▶ _Die Aufgabe_
Beantworte anhand des folgenden Auszugs über die Bewertung von Mathematikaufgaben diese Fragen:
(a) Was gilt dort als Plausibilitätsüberprüfung im einfachsten Falle?
(b) Wie viele Punkte brachten die in drei Zeilen lösbaren Klausuraufgaben im Studium, und wie viele davon gab es für die erste Zeile?
(c) Was sollte in der Grundschule notiert werden?

Das ist schonmal kritikwürdig, denn das heißt, Aufgaben, die vom Ansatz her, sprich von der geistigen Leistung her, anspruchsvoller sind als von der mathematischen Notation, werden erheblich benachteiligt.
Kinder sollten von Anfang an mitbekommen, daß es wichtiger ist, den roten Faden zu erhaschen und eine Bombenidee hinzuschreiben, als einen längeren Rechenweg fehlerfrei umzusetzen.
Nicht falsch verstehen: Ich bin ein Verfechter härtesten Händerechnens, denn das fehlt dem Mathematikunterricht (neben allgemein niedrigem Niveau) spürbar an allen Ecken und Enden. Und Handwerkszeug gehört nunmal dazu bzw. ist die Voraussetzung für das Betreiben von Mathematik.
Doch in der Bewertung muß es so sein, daß ein vertretbarer handwerklicher Fehler keine Zensurenkatastrophe verursachen darf.
Im Gegenzug muß schärfster Punktabzug auf dummdreistes Verhalten erteilt werden, d.h. wenn Schüler Ergebnisse rotzfrech hinschreiben, die offenkundig zum Himmel schreiender Blödsinn sind.
Plausibilitätsüberprüfungen sind ein hohes Gut, im einfachsten Falle also die Probe und später der logisch-naturwissenschaftliche Vergleich mit der Lebenserfahrung/ der Realität (Kann eine lumpige Kiste voll Wasser das Gewicht eines Supertankers übersteigen?!). Kinder, die gesunden Menschenverstand und Fachwissen beweisen, und vielleicht sogar einen frühen Rechenfehler zum Schluß erkennen und einen Satz vermerken, daß das Ergebnis nicht stimmen kann, aber meinetwegen die Zeit fehlt, erneut zu rechnen, solche Kinder müssen belohnt werden gegenüber den Paukern und den Nichtdenkern, die irgendwas ohne Sinn und Verstand doppelt unterstreichen.
Daher ist die Punkteverteilung bezogen auf die Anzahl der Schritte pädagogisch nicht sinnvoll und widerspricht auch dem Vorgehen in der Fachdisziplin selber.
In der Physik ist es nicht anders; wir haben im Studium Klausuraufgaben gehabt, die in drei Zeilen lösbar waren und 8 Punkte (zurecht) brachten, 5 davon für die erste Zeile.
Müssen bei einer Textaufgabe alle Rechenschritte aufgeschrieben werden oder können auch Rechenschritte im Kopf gerechnet werden? Gibt es dann trotzdem die volle Punktzahl?
In der Grundschule sollte alles notiert werden. Das hat gegenüber guten Schüler erzieherische Gründe wie den Zwang, allgemein verständlich zu rechnen. Nichts ist schlimmer als Leute, die sich einbilden die Hälfte im Kopf zu machen und dann sensationellen Müll fabrizieren, der nicht mehr nachvollziehbar ist. Und andersherum tut es den normalen und schlechten Schülern gut, einen Anker im Formalismus zu finden und Folgefehler leicht ergattern zu können.

▶ _Bereitgestelltes Material_
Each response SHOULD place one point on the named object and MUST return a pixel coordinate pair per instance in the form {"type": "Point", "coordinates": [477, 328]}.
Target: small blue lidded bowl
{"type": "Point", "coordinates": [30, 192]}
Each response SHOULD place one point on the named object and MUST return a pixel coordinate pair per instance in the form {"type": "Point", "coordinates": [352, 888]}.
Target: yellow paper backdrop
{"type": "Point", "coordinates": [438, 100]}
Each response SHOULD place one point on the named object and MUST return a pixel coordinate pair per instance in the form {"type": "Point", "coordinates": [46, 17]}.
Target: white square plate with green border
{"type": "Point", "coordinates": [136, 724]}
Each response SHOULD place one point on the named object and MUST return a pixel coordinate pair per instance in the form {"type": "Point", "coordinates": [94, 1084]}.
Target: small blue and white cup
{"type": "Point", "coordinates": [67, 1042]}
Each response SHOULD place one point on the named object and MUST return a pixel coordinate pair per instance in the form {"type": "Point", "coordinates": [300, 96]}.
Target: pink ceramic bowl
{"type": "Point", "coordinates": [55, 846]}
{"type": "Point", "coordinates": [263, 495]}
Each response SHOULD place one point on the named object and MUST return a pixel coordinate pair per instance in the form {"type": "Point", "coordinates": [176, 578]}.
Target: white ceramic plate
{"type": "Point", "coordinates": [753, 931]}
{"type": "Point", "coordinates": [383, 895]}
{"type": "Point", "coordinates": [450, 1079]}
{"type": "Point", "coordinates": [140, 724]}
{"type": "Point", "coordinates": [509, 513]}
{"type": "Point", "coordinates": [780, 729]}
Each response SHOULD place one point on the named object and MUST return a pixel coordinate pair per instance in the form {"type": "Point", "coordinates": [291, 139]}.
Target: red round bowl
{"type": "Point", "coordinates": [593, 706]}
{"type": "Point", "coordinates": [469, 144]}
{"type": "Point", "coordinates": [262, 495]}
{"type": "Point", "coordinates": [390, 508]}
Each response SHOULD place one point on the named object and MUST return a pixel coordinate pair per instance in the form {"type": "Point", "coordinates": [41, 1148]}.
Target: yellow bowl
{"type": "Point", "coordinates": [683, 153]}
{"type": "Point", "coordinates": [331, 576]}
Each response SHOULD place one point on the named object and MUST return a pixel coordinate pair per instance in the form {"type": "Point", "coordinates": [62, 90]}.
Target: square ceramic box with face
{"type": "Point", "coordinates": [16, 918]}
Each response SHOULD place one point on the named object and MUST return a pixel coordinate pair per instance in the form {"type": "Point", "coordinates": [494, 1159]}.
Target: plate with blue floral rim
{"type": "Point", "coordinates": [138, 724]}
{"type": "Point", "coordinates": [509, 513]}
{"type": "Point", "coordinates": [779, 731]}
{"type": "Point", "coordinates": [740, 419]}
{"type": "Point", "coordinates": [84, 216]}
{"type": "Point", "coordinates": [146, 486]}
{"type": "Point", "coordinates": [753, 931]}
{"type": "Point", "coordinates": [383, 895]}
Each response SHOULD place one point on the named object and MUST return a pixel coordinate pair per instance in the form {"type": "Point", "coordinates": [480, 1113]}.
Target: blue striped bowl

▶ _Vollständige Antwort_
(a) Die Probe.
(b) 8 Punkte, davon 5 für die erste Zeile.
(c) Alles.